— BEGIN —

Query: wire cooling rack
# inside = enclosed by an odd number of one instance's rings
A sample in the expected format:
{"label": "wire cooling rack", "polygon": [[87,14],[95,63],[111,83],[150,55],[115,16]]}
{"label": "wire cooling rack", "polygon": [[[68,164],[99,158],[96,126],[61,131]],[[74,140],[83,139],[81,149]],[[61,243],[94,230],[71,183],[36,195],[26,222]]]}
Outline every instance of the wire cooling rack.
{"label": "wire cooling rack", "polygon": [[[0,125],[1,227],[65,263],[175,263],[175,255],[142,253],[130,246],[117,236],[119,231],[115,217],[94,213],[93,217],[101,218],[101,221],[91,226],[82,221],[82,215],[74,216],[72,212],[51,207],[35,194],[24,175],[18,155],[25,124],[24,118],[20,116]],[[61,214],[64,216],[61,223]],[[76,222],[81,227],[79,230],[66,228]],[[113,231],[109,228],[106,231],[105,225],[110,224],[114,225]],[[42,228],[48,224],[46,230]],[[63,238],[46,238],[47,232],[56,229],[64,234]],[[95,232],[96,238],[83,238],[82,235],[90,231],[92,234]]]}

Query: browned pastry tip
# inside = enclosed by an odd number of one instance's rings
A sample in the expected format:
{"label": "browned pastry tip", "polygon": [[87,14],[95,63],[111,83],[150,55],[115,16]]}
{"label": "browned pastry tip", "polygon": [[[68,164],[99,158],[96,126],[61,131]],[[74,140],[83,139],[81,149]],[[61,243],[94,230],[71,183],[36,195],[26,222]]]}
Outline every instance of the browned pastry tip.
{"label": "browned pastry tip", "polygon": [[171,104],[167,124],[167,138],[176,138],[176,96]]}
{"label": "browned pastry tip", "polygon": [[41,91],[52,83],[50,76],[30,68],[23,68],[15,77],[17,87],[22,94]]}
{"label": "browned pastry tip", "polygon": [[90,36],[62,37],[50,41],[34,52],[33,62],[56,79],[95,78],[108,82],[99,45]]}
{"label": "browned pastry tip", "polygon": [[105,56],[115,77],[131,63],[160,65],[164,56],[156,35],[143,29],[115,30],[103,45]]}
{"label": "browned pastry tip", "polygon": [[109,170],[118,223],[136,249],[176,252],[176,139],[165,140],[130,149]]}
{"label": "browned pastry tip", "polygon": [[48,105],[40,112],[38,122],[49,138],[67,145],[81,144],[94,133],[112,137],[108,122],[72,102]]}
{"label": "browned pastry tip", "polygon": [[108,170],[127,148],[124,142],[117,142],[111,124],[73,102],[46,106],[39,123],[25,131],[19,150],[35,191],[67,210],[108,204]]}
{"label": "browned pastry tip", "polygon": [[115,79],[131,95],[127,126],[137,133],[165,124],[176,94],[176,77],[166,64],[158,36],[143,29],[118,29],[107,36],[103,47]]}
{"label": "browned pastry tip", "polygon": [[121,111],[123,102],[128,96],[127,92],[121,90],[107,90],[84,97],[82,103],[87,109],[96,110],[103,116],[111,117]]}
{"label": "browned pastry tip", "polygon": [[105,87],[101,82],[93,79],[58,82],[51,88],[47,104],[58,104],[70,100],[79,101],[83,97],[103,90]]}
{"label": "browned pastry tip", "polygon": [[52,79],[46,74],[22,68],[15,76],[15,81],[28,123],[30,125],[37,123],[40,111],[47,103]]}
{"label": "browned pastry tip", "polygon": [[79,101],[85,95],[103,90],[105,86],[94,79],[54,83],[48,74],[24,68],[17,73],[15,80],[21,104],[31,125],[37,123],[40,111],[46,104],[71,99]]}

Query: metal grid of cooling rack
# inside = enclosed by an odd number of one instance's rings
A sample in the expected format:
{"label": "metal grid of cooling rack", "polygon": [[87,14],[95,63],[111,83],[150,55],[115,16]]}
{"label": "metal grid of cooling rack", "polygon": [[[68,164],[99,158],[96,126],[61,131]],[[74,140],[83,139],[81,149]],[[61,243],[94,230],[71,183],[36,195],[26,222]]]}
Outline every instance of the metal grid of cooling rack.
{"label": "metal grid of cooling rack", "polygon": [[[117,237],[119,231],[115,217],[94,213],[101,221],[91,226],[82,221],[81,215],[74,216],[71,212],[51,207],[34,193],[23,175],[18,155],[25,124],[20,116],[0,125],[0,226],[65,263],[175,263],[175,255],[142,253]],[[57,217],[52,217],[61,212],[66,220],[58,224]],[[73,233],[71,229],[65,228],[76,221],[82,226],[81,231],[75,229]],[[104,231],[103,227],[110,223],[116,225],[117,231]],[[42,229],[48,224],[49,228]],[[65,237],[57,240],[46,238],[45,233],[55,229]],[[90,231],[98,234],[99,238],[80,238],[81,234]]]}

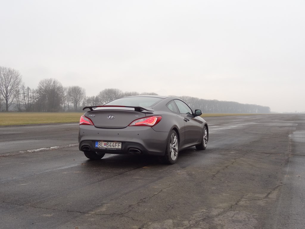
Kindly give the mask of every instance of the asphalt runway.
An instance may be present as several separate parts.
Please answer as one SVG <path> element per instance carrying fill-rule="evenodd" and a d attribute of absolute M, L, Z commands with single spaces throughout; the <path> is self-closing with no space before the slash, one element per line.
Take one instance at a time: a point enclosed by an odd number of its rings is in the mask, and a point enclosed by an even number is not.
<path fill-rule="evenodd" d="M 0 228 L 305 228 L 305 115 L 205 119 L 172 165 L 87 160 L 77 125 L 0 128 Z"/>

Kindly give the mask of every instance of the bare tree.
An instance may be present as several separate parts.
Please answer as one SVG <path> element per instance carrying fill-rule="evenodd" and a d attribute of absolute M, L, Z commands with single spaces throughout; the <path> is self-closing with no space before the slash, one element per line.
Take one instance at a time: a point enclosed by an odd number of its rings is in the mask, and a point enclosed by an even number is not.
<path fill-rule="evenodd" d="M 124 97 L 128 96 L 134 96 L 139 95 L 140 94 L 136 91 L 126 91 L 124 93 L 122 96 Z"/>
<path fill-rule="evenodd" d="M 61 83 L 56 79 L 45 79 L 39 82 L 38 89 L 42 98 L 45 100 L 45 107 L 42 111 L 59 111 L 63 94 Z"/>
<path fill-rule="evenodd" d="M 2 95 L 0 93 L 0 112 L 2 111 L 2 110 L 5 105 L 4 99 L 2 96 Z"/>
<path fill-rule="evenodd" d="M 0 66 L 0 93 L 5 101 L 5 111 L 15 98 L 16 91 L 19 88 L 22 81 L 19 71 L 10 67 Z"/>
<path fill-rule="evenodd" d="M 78 111 L 81 103 L 86 97 L 85 90 L 79 86 L 72 86 L 68 88 L 67 94 L 74 106 L 74 111 Z"/>
<path fill-rule="evenodd" d="M 108 88 L 100 92 L 98 96 L 102 104 L 112 100 L 120 98 L 123 95 L 123 92 L 116 88 Z"/>
<path fill-rule="evenodd" d="M 140 94 L 140 95 L 159 95 L 154 92 L 142 92 Z"/>
<path fill-rule="evenodd" d="M 21 101 L 22 100 L 22 96 L 21 95 L 21 89 L 23 87 L 24 87 L 24 85 L 23 84 L 21 85 L 21 86 L 19 87 L 15 91 L 14 97 L 15 98 L 15 101 L 16 102 L 16 106 L 18 111 L 19 112 L 21 111 Z"/>
<path fill-rule="evenodd" d="M 28 87 L 23 85 L 21 88 L 22 101 L 26 111 L 30 111 L 34 104 L 34 96 L 33 91 Z"/>
<path fill-rule="evenodd" d="M 84 106 L 96 106 L 99 105 L 100 103 L 99 98 L 98 96 L 90 96 L 86 98 L 84 103 Z"/>

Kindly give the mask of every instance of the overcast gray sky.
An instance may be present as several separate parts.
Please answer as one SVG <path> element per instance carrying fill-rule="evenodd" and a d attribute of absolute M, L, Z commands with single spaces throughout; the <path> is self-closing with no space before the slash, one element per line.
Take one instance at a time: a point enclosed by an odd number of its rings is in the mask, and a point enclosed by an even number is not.
<path fill-rule="evenodd" d="M 305 111 L 305 1 L 1 0 L 0 66 L 26 86 Z M 204 112 L 204 111 L 203 111 Z"/>

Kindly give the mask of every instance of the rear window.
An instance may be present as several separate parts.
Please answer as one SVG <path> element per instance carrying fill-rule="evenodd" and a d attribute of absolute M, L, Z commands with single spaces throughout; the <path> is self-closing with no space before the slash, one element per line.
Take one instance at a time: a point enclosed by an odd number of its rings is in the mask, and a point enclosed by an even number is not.
<path fill-rule="evenodd" d="M 162 99 L 156 97 L 127 97 L 118 99 L 104 105 L 149 107 L 151 107 Z"/>

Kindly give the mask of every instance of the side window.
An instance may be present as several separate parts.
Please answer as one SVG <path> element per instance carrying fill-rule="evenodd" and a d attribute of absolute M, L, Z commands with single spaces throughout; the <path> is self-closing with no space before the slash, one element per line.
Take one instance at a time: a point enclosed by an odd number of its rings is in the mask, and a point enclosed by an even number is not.
<path fill-rule="evenodd" d="M 179 111 L 177 109 L 177 106 L 176 105 L 176 104 L 174 101 L 171 101 L 166 104 L 166 106 L 167 108 L 174 113 L 176 114 L 179 114 Z"/>
<path fill-rule="evenodd" d="M 188 106 L 180 100 L 175 100 L 175 102 L 177 104 L 177 106 L 181 114 L 192 114 L 193 112 Z"/>

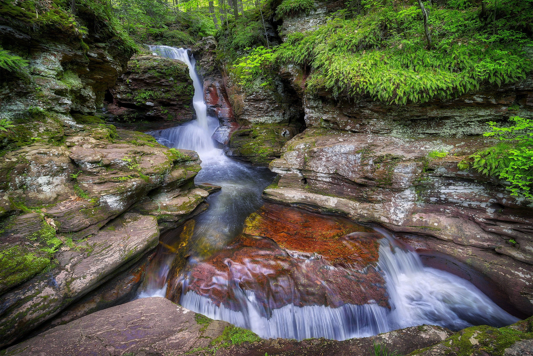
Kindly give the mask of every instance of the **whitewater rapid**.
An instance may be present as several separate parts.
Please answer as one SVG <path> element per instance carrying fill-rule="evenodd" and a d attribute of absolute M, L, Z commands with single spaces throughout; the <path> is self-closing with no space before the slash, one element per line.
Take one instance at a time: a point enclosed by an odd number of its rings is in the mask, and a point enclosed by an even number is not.
<path fill-rule="evenodd" d="M 246 217 L 261 206 L 261 191 L 272 177 L 264 170 L 227 157 L 222 150 L 214 146 L 211 136 L 219 122 L 206 114 L 201 82 L 195 70 L 193 57 L 183 49 L 152 46 L 151 49 L 160 55 L 179 59 L 189 66 L 195 84 L 197 120 L 149 133 L 167 147 L 196 151 L 202 161 L 202 170 L 195 181 L 208 181 L 222 187 L 216 196 L 208 198 L 209 208 L 197 219 L 194 232 L 204 243 L 207 241 L 222 249 L 239 233 Z M 217 306 L 193 291 L 182 294 L 180 304 L 212 319 L 252 330 L 261 337 L 297 340 L 311 337 L 343 340 L 423 324 L 454 330 L 474 325 L 502 327 L 518 320 L 470 282 L 446 272 L 424 267 L 416 252 L 405 248 L 387 232 L 378 232 L 384 237 L 379 240 L 376 268 L 385 281 L 390 308 L 380 306 L 374 300 L 362 305 L 345 304 L 337 308 L 289 304 L 272 310 L 271 317 L 267 318 L 259 311 L 260 302 L 247 290 L 235 291 L 245 295 L 246 303 L 239 311 L 227 308 L 223 304 Z M 158 282 L 150 284 L 149 281 L 147 285 L 151 287 L 141 292 L 141 297 L 164 296 L 166 287 L 161 284 L 171 264 L 170 260 L 158 267 L 156 278 Z M 184 293 L 187 280 L 184 276 Z"/>

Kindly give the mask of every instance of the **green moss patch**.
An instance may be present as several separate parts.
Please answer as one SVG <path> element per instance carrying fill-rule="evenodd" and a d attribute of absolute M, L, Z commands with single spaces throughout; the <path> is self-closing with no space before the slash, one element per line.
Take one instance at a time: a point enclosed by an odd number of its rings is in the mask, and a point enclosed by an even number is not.
<path fill-rule="evenodd" d="M 224 328 L 222 334 L 211 342 L 211 345 L 227 347 L 232 345 L 240 345 L 245 341 L 253 343 L 261 341 L 255 333 L 246 329 L 229 325 Z"/>
<path fill-rule="evenodd" d="M 23 282 L 50 264 L 48 257 L 20 246 L 0 251 L 0 284 L 7 288 Z"/>

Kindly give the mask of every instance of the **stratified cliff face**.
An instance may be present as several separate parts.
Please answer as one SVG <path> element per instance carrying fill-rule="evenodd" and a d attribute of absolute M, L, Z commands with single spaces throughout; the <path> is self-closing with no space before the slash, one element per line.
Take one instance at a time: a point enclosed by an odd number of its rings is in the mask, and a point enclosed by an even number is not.
<path fill-rule="evenodd" d="M 196 117 L 189 68 L 177 60 L 136 54 L 109 91 L 113 102 L 106 109 L 119 127 L 160 129 Z"/>
<path fill-rule="evenodd" d="M 0 8 L 2 46 L 29 61 L 0 77 L 0 347 L 132 298 L 160 231 L 213 189 L 195 152 L 94 116 L 133 52 L 119 33 L 82 5 L 75 23 L 21 6 Z"/>
<path fill-rule="evenodd" d="M 284 19 L 282 37 L 320 25 L 333 11 L 315 5 Z M 263 197 L 384 226 L 424 254 L 430 265 L 482 289 L 488 283 L 512 313 L 533 314 L 533 202 L 510 195 L 502 180 L 457 167 L 494 145 L 482 135 L 487 122 L 533 117 L 531 78 L 397 106 L 364 94 L 310 92 L 303 89 L 306 74 L 294 66 L 280 70 L 302 99 L 307 128 L 270 163 L 278 181 Z M 469 277 L 469 269 L 477 272 Z"/>

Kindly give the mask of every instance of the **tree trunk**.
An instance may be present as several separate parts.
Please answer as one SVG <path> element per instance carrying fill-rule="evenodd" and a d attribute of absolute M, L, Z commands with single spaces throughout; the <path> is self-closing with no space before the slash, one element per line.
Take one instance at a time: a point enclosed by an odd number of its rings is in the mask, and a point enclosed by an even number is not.
<path fill-rule="evenodd" d="M 259 12 L 261 13 L 261 20 L 263 20 L 263 28 L 265 30 L 265 37 L 266 37 L 266 48 L 270 49 L 270 45 L 268 43 L 268 35 L 266 34 L 266 27 L 265 26 L 265 19 L 263 17 L 263 11 L 261 10 L 261 1 L 259 0 Z"/>
<path fill-rule="evenodd" d="M 496 0 L 494 0 L 494 17 L 492 18 L 492 36 L 496 34 Z"/>
<path fill-rule="evenodd" d="M 427 11 L 426 11 L 426 8 L 424 7 L 422 0 L 418 0 L 418 5 L 420 5 L 421 10 L 422 10 L 422 16 L 424 17 L 424 30 L 426 34 L 426 39 L 427 40 L 427 48 L 428 49 L 431 49 L 432 46 L 431 34 L 430 33 L 429 28 L 427 27 L 427 20 L 429 19 L 429 15 L 427 14 Z"/>
<path fill-rule="evenodd" d="M 239 4 L 237 3 L 238 0 L 233 0 L 233 15 L 235 16 L 235 19 L 237 20 L 239 18 Z"/>
<path fill-rule="evenodd" d="M 230 1 L 231 0 L 228 0 L 228 1 Z M 219 0 L 219 1 L 220 1 L 220 0 Z M 220 4 L 220 3 L 219 2 L 219 4 Z M 229 28 L 230 28 L 230 25 L 228 23 L 228 12 L 226 11 L 226 2 L 225 2 L 225 0 L 222 0 L 222 5 L 223 5 L 223 7 L 224 7 L 224 18 L 225 19 L 225 20 L 226 20 L 226 27 L 227 27 L 228 28 L 228 29 L 229 29 Z"/>
<path fill-rule="evenodd" d="M 216 21 L 216 15 L 215 14 L 215 5 L 213 4 L 213 0 L 209 1 L 209 12 L 213 17 L 213 23 L 215 24 L 215 28 L 218 28 L 219 22 Z"/>

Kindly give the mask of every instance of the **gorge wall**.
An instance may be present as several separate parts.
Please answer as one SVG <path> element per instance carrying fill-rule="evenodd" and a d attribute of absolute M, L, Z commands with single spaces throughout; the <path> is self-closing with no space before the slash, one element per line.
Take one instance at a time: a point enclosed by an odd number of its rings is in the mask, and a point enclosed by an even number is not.
<path fill-rule="evenodd" d="M 314 5 L 283 18 L 280 37 L 316 28 L 342 6 Z M 488 122 L 533 117 L 530 76 L 449 100 L 391 105 L 364 94 L 312 92 L 309 68 L 293 65 L 277 70 L 272 86 L 244 88 L 210 54 L 209 41 L 209 51 L 195 53 L 220 72 L 217 88 L 240 125 L 227 154 L 270 162 L 278 174 L 264 199 L 384 227 L 428 265 L 470 280 L 517 316 L 533 313 L 533 203 L 511 195 L 503 180 L 458 168 L 497 142 L 482 135 Z"/>
<path fill-rule="evenodd" d="M 102 120 L 109 90 L 139 96 L 139 72 L 126 71 L 134 49 L 127 39 L 83 4 L 74 23 L 46 6 L 38 18 L 3 2 L 0 17 L 1 45 L 29 60 L 25 70 L 1 73 L 1 118 L 12 124 L 0 131 L 2 348 L 131 300 L 160 233 L 205 209 L 201 203 L 214 188 L 194 184 L 196 152 L 169 149 Z M 59 22 L 47 20 L 51 13 Z M 147 56 L 133 60 L 143 68 Z M 158 69 L 168 70 L 169 61 L 175 101 L 156 102 L 179 104 L 176 112 L 190 116 L 183 104 L 192 87 L 187 66 L 168 60 Z M 124 73 L 131 88 L 116 82 Z M 171 81 L 152 74 L 142 80 Z"/>

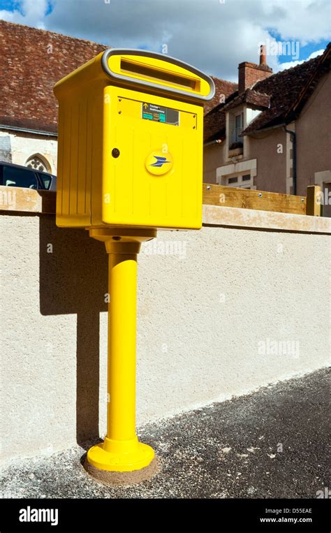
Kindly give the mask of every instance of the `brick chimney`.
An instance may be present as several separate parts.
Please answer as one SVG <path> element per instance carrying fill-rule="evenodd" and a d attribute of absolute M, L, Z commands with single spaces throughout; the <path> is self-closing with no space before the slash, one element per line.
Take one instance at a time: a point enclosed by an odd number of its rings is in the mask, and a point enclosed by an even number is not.
<path fill-rule="evenodd" d="M 256 63 L 240 63 L 238 66 L 238 91 L 244 92 L 255 85 L 256 82 L 265 80 L 272 74 L 272 68 L 267 65 L 265 46 L 260 47 L 260 64 Z"/>

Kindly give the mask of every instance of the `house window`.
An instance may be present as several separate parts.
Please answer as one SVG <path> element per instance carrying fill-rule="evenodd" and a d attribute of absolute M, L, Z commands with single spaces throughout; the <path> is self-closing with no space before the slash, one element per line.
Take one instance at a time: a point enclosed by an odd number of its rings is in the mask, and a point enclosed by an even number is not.
<path fill-rule="evenodd" d="M 242 143 L 240 135 L 244 128 L 244 113 L 239 113 L 235 117 L 235 128 L 232 134 L 232 143 Z"/>
<path fill-rule="evenodd" d="M 46 161 L 38 155 L 34 155 L 29 158 L 25 163 L 28 168 L 39 172 L 50 172 L 50 168 Z"/>
<path fill-rule="evenodd" d="M 242 175 L 232 176 L 226 177 L 225 184 L 230 187 L 240 187 L 240 189 L 251 189 L 253 187 L 253 178 L 250 174 L 244 174 Z"/>

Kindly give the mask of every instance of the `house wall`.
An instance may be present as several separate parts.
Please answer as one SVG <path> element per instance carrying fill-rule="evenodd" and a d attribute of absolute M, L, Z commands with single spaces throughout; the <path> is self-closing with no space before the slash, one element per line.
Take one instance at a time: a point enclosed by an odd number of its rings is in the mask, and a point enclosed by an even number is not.
<path fill-rule="evenodd" d="M 304 194 L 307 184 L 321 184 L 317 182 L 316 173 L 329 173 L 331 181 L 330 94 L 329 73 L 320 80 L 296 122 L 299 194 Z"/>
<path fill-rule="evenodd" d="M 35 154 L 41 155 L 50 173 L 57 175 L 56 137 L 0 129 L 0 161 L 25 166 L 29 158 Z"/>
<path fill-rule="evenodd" d="M 203 181 L 216 183 L 216 169 L 223 164 L 224 145 L 209 145 L 203 150 Z"/>
<path fill-rule="evenodd" d="M 139 424 L 330 358 L 331 226 L 313 231 L 328 221 L 216 206 L 204 216 L 208 226 L 160 231 L 139 256 Z M 258 222 L 269 219 L 274 231 Z M 103 436 L 103 244 L 84 230 L 57 228 L 54 215 L 3 212 L 0 223 L 2 457 Z"/>
<path fill-rule="evenodd" d="M 290 193 L 286 191 L 286 135 L 280 128 L 258 137 L 246 136 L 247 159 L 257 159 L 254 184 L 259 191 Z"/>

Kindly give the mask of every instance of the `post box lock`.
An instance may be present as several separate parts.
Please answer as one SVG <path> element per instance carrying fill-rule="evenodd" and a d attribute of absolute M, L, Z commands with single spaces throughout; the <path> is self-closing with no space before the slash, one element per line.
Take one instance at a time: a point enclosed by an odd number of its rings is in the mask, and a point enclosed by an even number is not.
<path fill-rule="evenodd" d="M 113 157 L 118 157 L 119 155 L 119 150 L 118 148 L 113 148 L 112 150 L 112 156 Z"/>
<path fill-rule="evenodd" d="M 86 228 L 109 254 L 107 435 L 85 467 L 103 481 L 140 482 L 157 462 L 135 432 L 137 255 L 158 228 L 201 227 L 203 103 L 214 82 L 161 54 L 112 49 L 54 90 L 57 224 Z"/>

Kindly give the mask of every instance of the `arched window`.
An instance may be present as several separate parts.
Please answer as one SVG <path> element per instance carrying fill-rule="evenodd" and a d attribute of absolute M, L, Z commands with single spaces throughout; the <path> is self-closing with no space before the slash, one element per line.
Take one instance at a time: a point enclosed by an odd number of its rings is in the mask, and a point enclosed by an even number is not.
<path fill-rule="evenodd" d="M 34 170 L 50 172 L 50 166 L 47 161 L 39 154 L 35 154 L 34 156 L 29 157 L 25 164 L 28 168 L 33 168 Z"/>

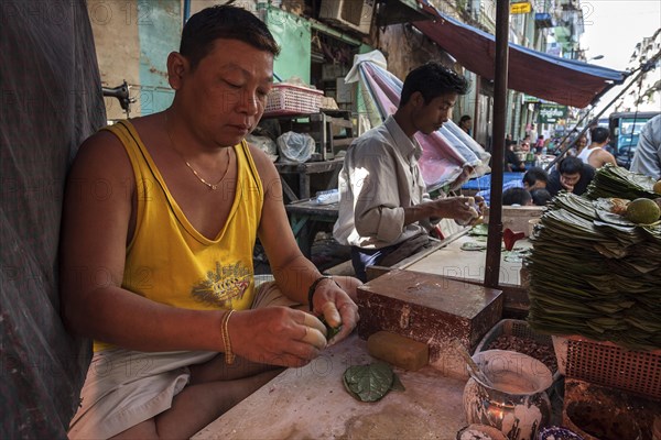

— END —

◆ **PROBLEM**
Give everything from the start of the items down to the line containing "Outline every instance of the wire", that line included, as a numbered list without blank lines.

◆ **RESULT OF THIS TASK**
1. Query: wire cooling rack
2. # inside = enclosed by an odd number of one instance's rings
3. A sample in the expected format:
4. {"label": "wire cooling rack", "polygon": [[87,14],[95,63],[111,83],[150,55],[115,16]]}
5. {"label": "wire cooling rack", "polygon": [[[68,164],[99,158],[96,126],[61,131]],[[74,140],[83,139],[81,149]],[[61,243],[94,230],[71,183],[36,195],[26,222]]]}
6. Outline every instance of the wire cooling rack.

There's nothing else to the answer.